• _Text segment_:
━━━━━━━━

We have stated significant higher level of SOD activity in normozoospermic group than in group of males with pathological spermiogram. These findings are in accordance with the study of Murawski et al. [34]. It must be emphasized that SOD seminal plasma provides protection against lipid peroxidation of phospholipid and phospholipid-bound fatty acids in normozoospermic samples [35, 36]. The results of other studies, however, indicate that SOD activity in seminal plasma is lower in men with normozoospermia than in men with pathological spermiogram [37, 38].

We observed significantly higher concentration of Fe in teratozoospermic males than in males with normal morphology of spermatozoa in the group of males with pathological spermiogram, which might be connected with Fe-induced lipid peroxidation [18]. Moreover, in agreement with the results of Slivkova et al. [39], we found significant negative correlations between Fe concentration in semen and normal morphology of spermatozoa. Our study also shows significant correlation between Fe and Zn, which is in accordance with the results obtained by [32].

The correlations were also found between SOD activity and rapid progressive motility, nonprogressive motility, and concentration of spermatozoa in the present study. These detailed findings are in accordance with studies of Murawski et al. [34] and seem to confirm that decreased seminal plasma scavenger antioxidant capacity, particularly in the form of low SOD activity, can be responsible for male infertility. Additionally, Kobayashi et al. [40] explained a significant role of SOD in sperm motility. It seems that lipid peroxidation of human spermatozoa may cause the loss of motility and that SOD may inhibit this lipid peroxidation. The findings from studies of Ben Abdallah et al. and Kumar et al. [41, 42] are in contrast with our data. We also find a significant negative correlation between SOD activity and volume of human semen, but we did not find any information for and against these findings.

━━━━━━━━

• _Listed records_:
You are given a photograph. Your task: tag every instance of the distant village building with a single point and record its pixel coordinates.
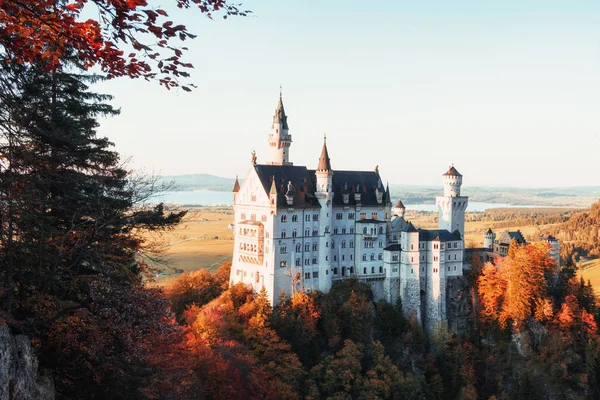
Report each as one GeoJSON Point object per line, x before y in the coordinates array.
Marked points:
{"type": "Point", "coordinates": [305, 229]}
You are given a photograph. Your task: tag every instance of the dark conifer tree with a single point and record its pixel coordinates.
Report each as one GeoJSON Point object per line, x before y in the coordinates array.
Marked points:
{"type": "Point", "coordinates": [71, 243]}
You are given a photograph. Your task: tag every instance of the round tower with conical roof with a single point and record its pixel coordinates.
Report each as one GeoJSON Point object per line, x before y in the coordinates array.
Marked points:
{"type": "Point", "coordinates": [488, 239]}
{"type": "Point", "coordinates": [399, 209]}
{"type": "Point", "coordinates": [279, 139]}
{"type": "Point", "coordinates": [452, 205]}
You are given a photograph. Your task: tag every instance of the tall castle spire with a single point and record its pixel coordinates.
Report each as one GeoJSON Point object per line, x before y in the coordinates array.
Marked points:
{"type": "Point", "coordinates": [324, 161]}
{"type": "Point", "coordinates": [279, 139]}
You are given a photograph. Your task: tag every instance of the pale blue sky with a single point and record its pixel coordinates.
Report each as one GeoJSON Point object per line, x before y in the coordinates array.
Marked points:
{"type": "Point", "coordinates": [507, 90]}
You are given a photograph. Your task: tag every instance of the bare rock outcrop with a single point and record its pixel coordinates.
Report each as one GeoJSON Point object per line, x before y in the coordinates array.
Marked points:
{"type": "Point", "coordinates": [19, 374]}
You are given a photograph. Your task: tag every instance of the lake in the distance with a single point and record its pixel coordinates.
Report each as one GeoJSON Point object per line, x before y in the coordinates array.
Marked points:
{"type": "Point", "coordinates": [211, 198]}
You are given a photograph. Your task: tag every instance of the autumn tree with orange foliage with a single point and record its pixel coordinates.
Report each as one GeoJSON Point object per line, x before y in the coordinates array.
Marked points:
{"type": "Point", "coordinates": [514, 289]}
{"type": "Point", "coordinates": [129, 37]}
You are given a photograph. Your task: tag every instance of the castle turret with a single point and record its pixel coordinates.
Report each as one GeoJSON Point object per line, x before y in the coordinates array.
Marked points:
{"type": "Point", "coordinates": [488, 239]}
{"type": "Point", "coordinates": [324, 194]}
{"type": "Point", "coordinates": [452, 205]}
{"type": "Point", "coordinates": [399, 209]}
{"type": "Point", "coordinates": [236, 187]}
{"type": "Point", "coordinates": [279, 139]}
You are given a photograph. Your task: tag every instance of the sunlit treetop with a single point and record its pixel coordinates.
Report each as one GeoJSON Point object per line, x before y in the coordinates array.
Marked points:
{"type": "Point", "coordinates": [129, 37]}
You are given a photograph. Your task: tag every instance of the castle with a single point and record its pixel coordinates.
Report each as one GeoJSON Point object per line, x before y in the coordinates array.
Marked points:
{"type": "Point", "coordinates": [305, 229]}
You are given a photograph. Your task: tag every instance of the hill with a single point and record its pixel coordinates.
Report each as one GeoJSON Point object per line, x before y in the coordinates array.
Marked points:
{"type": "Point", "coordinates": [579, 234]}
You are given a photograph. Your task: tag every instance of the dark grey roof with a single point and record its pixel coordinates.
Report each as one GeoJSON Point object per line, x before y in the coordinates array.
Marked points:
{"type": "Point", "coordinates": [365, 182]}
{"type": "Point", "coordinates": [280, 116]}
{"type": "Point", "coordinates": [324, 161]}
{"type": "Point", "coordinates": [280, 175]}
{"type": "Point", "coordinates": [442, 235]}
{"type": "Point", "coordinates": [507, 237]}
{"type": "Point", "coordinates": [452, 172]}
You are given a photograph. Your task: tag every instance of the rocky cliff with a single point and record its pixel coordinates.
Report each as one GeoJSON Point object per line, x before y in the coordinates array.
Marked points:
{"type": "Point", "coordinates": [19, 375]}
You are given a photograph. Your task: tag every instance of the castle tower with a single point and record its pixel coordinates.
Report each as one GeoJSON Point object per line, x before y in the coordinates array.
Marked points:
{"type": "Point", "coordinates": [452, 205]}
{"type": "Point", "coordinates": [279, 139]}
{"type": "Point", "coordinates": [398, 210]}
{"type": "Point", "coordinates": [488, 239]}
{"type": "Point", "coordinates": [324, 194]}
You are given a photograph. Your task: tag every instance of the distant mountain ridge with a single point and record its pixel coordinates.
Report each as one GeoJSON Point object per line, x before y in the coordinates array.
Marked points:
{"type": "Point", "coordinates": [418, 194]}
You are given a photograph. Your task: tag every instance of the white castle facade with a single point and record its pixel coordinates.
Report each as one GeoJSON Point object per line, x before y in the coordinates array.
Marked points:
{"type": "Point", "coordinates": [303, 229]}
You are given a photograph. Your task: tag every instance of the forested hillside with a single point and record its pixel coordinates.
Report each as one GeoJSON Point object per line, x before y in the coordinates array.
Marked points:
{"type": "Point", "coordinates": [579, 235]}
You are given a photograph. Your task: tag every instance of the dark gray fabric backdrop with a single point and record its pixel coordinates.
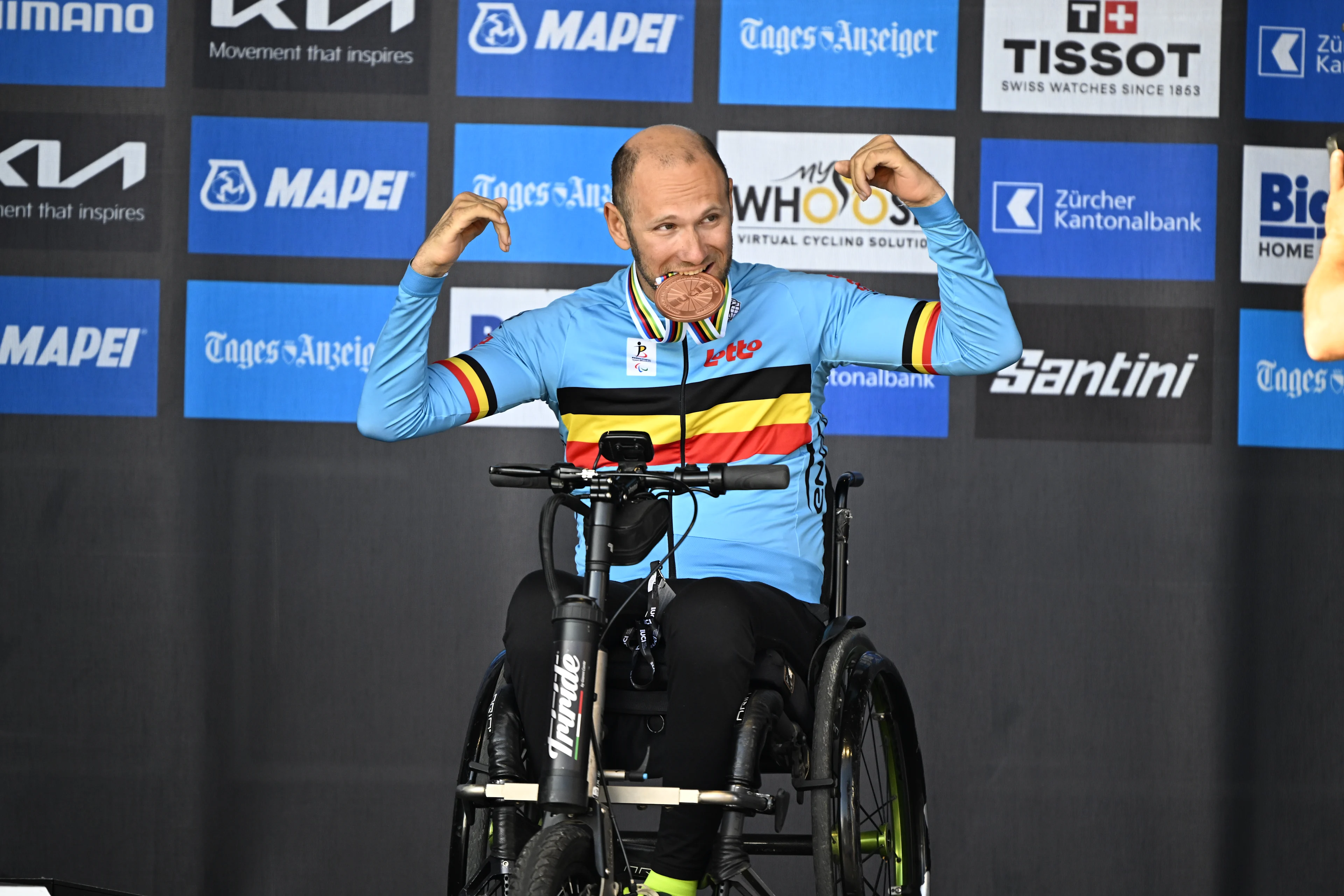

━━━━━━━━

• _What to work on_:
A) Reproduce the part of the discussion of seminal SOD and iron between "We observed significantly" and "obtained by [32].", inclusive.
B) List every sperm or semen parameter that the discussion of seminal SOD and iron reports as correlated with SOD activity.
C) Answer these questions from the discussion of seminal SOD and iron.
(i) In which group of males was SOD activity significantly higher?
(ii) Among males with pathological spermiogram, which males had a significantly higher Fe concentration?
(iii) Whose findings are in contrast with the study's data on SOD?

• _Replies_:
A)
We observed significantly higher concentration of Fe in teratozoospermic males than in males with normal morphology of spermatozoa in the group of males with pathological spermiogram, which might be connected with Fe-induced lipid peroxidation [18]. Moreover, in agreement with the results of Slivkova et al. [39], we found significant negative correlations between Fe concentration in semen and normal morphology of spermatozoa. Our study also shows significant correlation between Fe and Zn, which is in accordance with the results obtained by [32].

B)
- Rapid progressive motility
- Nonprogressive motility
- Concentration of spermatozoa
- Volume of semen (a negative correlation)

C)
(i) The normozoospermic group.
(ii) Teratozoospermic males.
(iii) Ben Abdallah et al. and Kumar et al.